- _DIRECTION_: Turn the part of the data that opens with the line containing "Give the segmentation of every instance of the flowing" and closes with the line containing "173L322 193L342 201L314" into a numbered list, skipping any blank lines. Include both of those lines and nothing outside them.

Dataset entries:
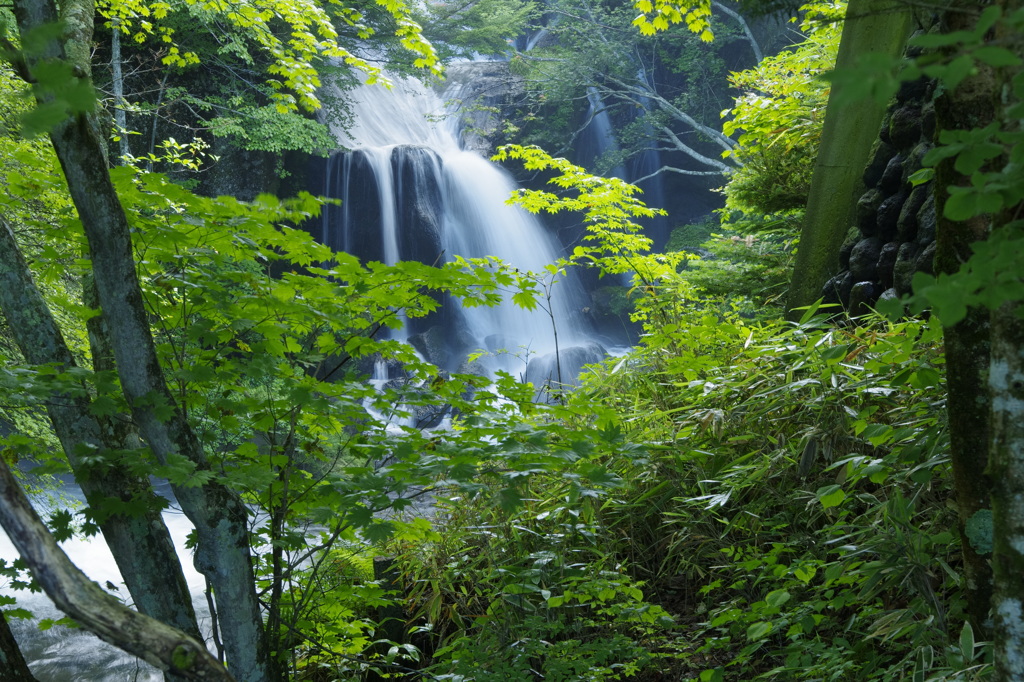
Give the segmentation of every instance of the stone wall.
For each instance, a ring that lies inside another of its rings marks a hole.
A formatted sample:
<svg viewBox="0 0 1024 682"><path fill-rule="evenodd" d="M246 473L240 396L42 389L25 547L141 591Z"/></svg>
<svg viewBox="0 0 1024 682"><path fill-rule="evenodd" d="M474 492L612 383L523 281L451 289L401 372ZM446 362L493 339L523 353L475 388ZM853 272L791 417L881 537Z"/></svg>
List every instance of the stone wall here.
<svg viewBox="0 0 1024 682"><path fill-rule="evenodd" d="M821 291L825 303L863 314L880 298L910 292L916 271L932 272L935 199L931 181L911 185L935 134L934 84L904 83L886 115L864 170L856 225L840 252L840 271Z"/></svg>

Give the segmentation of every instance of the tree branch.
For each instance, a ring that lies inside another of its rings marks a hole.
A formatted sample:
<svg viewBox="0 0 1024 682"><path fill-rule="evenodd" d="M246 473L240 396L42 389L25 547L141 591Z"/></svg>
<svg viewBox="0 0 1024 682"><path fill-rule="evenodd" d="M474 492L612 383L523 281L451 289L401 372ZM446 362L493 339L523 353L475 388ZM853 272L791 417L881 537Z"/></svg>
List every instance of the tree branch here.
<svg viewBox="0 0 1024 682"><path fill-rule="evenodd" d="M2 455L0 524L57 608L100 639L188 680L233 682L201 643L133 611L79 570L32 508Z"/></svg>

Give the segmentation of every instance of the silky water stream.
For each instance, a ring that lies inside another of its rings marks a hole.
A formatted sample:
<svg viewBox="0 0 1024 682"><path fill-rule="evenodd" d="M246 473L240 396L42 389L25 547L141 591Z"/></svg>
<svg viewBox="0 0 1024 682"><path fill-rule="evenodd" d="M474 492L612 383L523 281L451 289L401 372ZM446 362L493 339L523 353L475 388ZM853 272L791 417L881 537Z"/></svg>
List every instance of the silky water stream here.
<svg viewBox="0 0 1024 682"><path fill-rule="evenodd" d="M458 113L446 108L441 96L415 81L394 82L391 90L362 86L352 93L354 126L336 131L340 145L349 151L334 154L324 168L323 186L311 187L342 203L325 211L314 236L336 250L386 263L436 263L453 254L496 256L520 270L542 272L558 256L556 240L534 216L507 205L514 189L508 173L462 148ZM584 364L599 360L604 349L591 340L583 319L587 302L582 288L569 279L555 283L552 292L550 311L527 311L511 300L492 308L462 308L445 301L440 314L413 321L399 338L418 348L434 348L437 356L428 359L452 370L467 353L486 350L490 354L483 363L488 371L505 370L541 384L555 379L554 324L562 380L568 383ZM61 494L81 498L74 484ZM208 621L204 582L184 549L191 526L180 512L169 510L164 517L197 613L201 623ZM127 596L100 538L74 539L62 547L91 579ZM0 558L15 557L0 532ZM2 585L0 591L9 593ZM10 594L37 619L60 615L41 594ZM55 626L40 631L37 621L18 619L10 619L10 625L40 682L162 679L158 671L83 630Z"/></svg>

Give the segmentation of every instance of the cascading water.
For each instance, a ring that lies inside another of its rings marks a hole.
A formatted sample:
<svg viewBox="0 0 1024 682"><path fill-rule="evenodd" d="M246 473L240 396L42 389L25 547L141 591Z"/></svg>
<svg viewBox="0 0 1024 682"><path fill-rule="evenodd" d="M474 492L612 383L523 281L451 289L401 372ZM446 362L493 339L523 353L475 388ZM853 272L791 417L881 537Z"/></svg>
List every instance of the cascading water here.
<svg viewBox="0 0 1024 682"><path fill-rule="evenodd" d="M162 495L170 497L165 485L158 487ZM81 489L73 482L60 487L60 496L68 504L84 504ZM196 614L200 627L209 632L209 609L204 596L205 582L193 566L190 551L185 549L185 540L193 529L191 523L180 511L168 509L164 512L164 522L170 530L174 546L181 559L181 567L193 594ZM100 537L76 537L60 544L72 562L86 576L106 585L118 597L127 597L127 589L121 582L114 557ZM17 550L0 529L0 558L8 562L17 558ZM79 629L55 625L45 631L39 630L38 619L56 620L63 615L53 602L42 593L9 591L3 587L5 596L14 597L17 607L32 611L34 619L8 617L8 624L18 642L33 675L39 682L162 682L163 674L147 664L129 655L112 644L101 641L95 635Z"/></svg>
<svg viewBox="0 0 1024 682"><path fill-rule="evenodd" d="M556 260L556 242L544 226L506 203L515 188L509 175L462 148L459 118L437 94L395 79L390 90L361 86L351 97L354 125L335 132L352 151L332 156L325 174L323 194L342 201L324 212L317 229L325 244L385 263L495 256L521 271L543 273ZM590 342L586 306L582 288L563 278L553 285L550 314L511 300L489 308L446 301L440 315L410 321L407 333L427 359L444 369L458 369L468 352L482 349L496 353L485 359L492 371L521 374L531 357L528 379L557 381L542 368L555 351L556 332L559 349L575 349L570 355L586 363L603 355ZM563 366L561 381L571 381L580 366Z"/></svg>
<svg viewBox="0 0 1024 682"><path fill-rule="evenodd" d="M611 125L608 109L597 88L593 86L587 88L587 101L589 105L586 120L589 123L584 129L584 139L580 144L579 163L594 171L596 170L594 166L601 157L618 152L618 139L615 137L615 131ZM624 180L628 179L626 168L622 164L616 165L607 174Z"/></svg>
<svg viewBox="0 0 1024 682"><path fill-rule="evenodd" d="M458 128L433 117L450 115L440 98L416 83L400 82L392 91L364 87L357 92L356 124L342 142L354 151L336 154L327 164L326 194L342 200L330 207L319 239L337 250L367 259L394 262L415 258L436 262L445 254L497 256L535 272L557 257L555 241L528 213L506 205L514 185L509 176L459 143ZM582 289L571 280L554 285L552 316L561 350L562 380L568 383L586 363L599 360L604 349L589 340L581 308ZM555 376L552 316L505 303L494 308L444 306L444 318L432 328L409 330L425 334L440 330L447 340L460 329L466 338L461 351L508 349L492 358L489 369L522 373L536 383ZM412 321L418 323L419 321ZM515 355L518 354L518 357ZM529 365L523 359L532 355ZM455 355L453 355L454 357ZM385 381L379 364L375 378ZM62 488L77 497L77 486ZM170 497L169 492L165 495ZM184 549L190 524L180 513L165 513L181 563L203 620L207 610L202 577ZM63 544L72 561L100 584L121 585L113 558L98 538ZM17 553L0 531L0 558ZM121 587L123 591L123 586ZM7 590L4 589L4 593ZM59 617L52 602L40 594L16 593L18 606L37 617ZM206 625L201 623L201 627ZM30 666L40 682L156 681L161 674L82 630L54 627L40 633L34 621L12 620Z"/></svg>

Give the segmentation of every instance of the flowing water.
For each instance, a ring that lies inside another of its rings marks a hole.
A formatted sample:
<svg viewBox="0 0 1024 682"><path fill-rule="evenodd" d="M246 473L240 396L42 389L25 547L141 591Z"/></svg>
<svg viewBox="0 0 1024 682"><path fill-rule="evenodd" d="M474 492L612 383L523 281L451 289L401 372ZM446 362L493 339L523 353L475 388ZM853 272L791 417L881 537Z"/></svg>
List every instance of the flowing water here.
<svg viewBox="0 0 1024 682"><path fill-rule="evenodd" d="M167 489L159 492L170 497ZM82 493L74 483L66 483L59 493L61 497L59 503L51 505L48 501L40 499L41 504L38 508L45 513L48 507L75 508L84 504ZM200 627L207 632L206 621L209 617L209 609L203 596L204 579L193 567L191 553L184 548L185 537L191 531L193 526L180 511L173 508L173 505L164 512L164 522L178 550L185 580L194 595ZM86 576L99 585L106 585L108 591L115 596L129 599L128 591L114 563L114 557L111 556L101 538L76 537L60 543L60 547ZM9 562L16 557L17 551L6 534L0 530L0 558ZM111 586L114 589L111 589ZM8 617L8 624L33 675L39 682L157 682L164 679L160 671L101 641L85 630L55 625L48 630L40 631L38 627L40 620L56 620L63 615L44 594L13 592L6 585L0 586L0 593L14 597L18 607L32 611L35 616L31 620Z"/></svg>
<svg viewBox="0 0 1024 682"><path fill-rule="evenodd" d="M324 173L322 193L342 201L314 229L325 244L385 263L495 256L543 273L555 262L556 240L535 216L508 205L515 184L507 172L463 148L460 117L442 96L400 79L390 90L361 86L351 96L355 125L336 131L351 151L333 155ZM554 352L556 333L559 349L588 347L590 361L599 359L589 344L582 288L572 276L557 278L550 291L550 307L545 300L546 309L534 311L511 296L496 307L449 301L440 317L414 321L406 333L418 348L416 335L441 336L451 353L428 359L452 370L467 352L485 350L487 369L521 374L527 360Z"/></svg>
<svg viewBox="0 0 1024 682"><path fill-rule="evenodd" d="M442 262L452 254L489 255L520 270L541 272L555 261L556 241L534 216L507 205L514 188L510 176L462 148L458 116L437 94L418 83L397 81L390 91L361 87L355 99L355 126L347 133L338 131L341 144L353 151L335 154L326 168L323 189L340 198L342 205L325 213L316 235L324 243L388 263L399 258ZM582 288L564 280L554 283L551 292L550 310L530 312L511 301L494 308L461 308L449 301L444 316L432 324L464 332L459 352L493 351L489 370L523 374L538 382L554 373L557 330L565 372L574 375L583 363L600 359L604 350L589 340L582 322L586 305ZM409 332L423 334L430 329L414 326ZM63 494L79 499L81 495L74 485L66 486ZM180 512L168 511L164 517L202 622L209 614L204 582L184 549L191 526ZM92 580L114 586L117 594L127 597L101 539L75 539L62 547ZM16 558L2 531L0 558ZM4 585L0 591L14 596L17 605L32 610L36 619L60 616L41 594L13 593ZM154 669L85 631L54 626L40 632L37 621L18 619L11 619L10 625L40 682L162 679Z"/></svg>

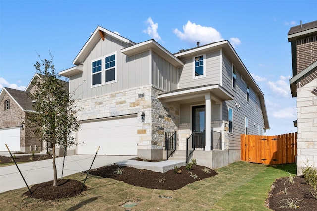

- _OUTPUT BELOW_:
1. Give the segmentation of every instance of the flowing water.
2. For each instance, a ring that lies inside another of its rings marks a hole.
3. A formatted sample:
4. <svg viewBox="0 0 1024 682"><path fill-rule="evenodd" d="M246 473L240 396L42 389L25 547L141 591Z"/></svg>
5. <svg viewBox="0 0 1024 682"><path fill-rule="evenodd" d="M474 492L612 383L523 281L451 289L401 372ZM446 362L493 339L523 353L475 388ZM853 272L791 417L881 537Z"/></svg>
6. List every instance of the flowing water here.
7. <svg viewBox="0 0 1024 682"><path fill-rule="evenodd" d="M167 489L159 492L170 497ZM82 493L74 483L66 483L59 493L61 497L59 503L51 505L48 501L40 499L41 504L38 508L45 513L48 507L75 508L84 504ZM200 627L207 632L206 621L209 617L209 609L203 596L204 579L193 567L191 553L184 548L185 537L191 531L193 526L180 511L173 508L173 505L164 512L164 522L178 550L185 580L194 595ZM86 576L99 585L106 585L108 591L115 596L129 599L128 591L114 563L114 557L111 556L101 538L76 537L60 543L60 547ZM9 562L16 557L17 551L6 534L0 530L0 558ZM111 586L114 589L111 589ZM8 617L8 624L33 675L39 682L157 682L164 679L160 671L101 641L85 630L55 625L48 630L40 631L38 627L40 620L56 620L63 615L44 594L13 592L6 585L0 586L0 593L14 597L18 607L32 611L35 616L31 620Z"/></svg>
8. <svg viewBox="0 0 1024 682"><path fill-rule="evenodd" d="M324 173L322 193L342 201L314 229L325 244L385 263L495 256L543 273L555 262L556 240L535 216L508 205L515 184L507 172L463 148L460 117L442 96L400 79L390 90L361 86L351 96L355 125L336 131L351 151L333 155ZM554 352L556 333L559 349L588 347L590 361L599 359L589 344L582 288L572 276L557 278L550 291L550 307L545 300L546 309L534 311L511 296L496 307L449 301L440 317L414 321L406 333L418 348L416 335L441 336L451 353L428 359L452 370L467 352L485 350L487 369L521 374L527 360Z"/></svg>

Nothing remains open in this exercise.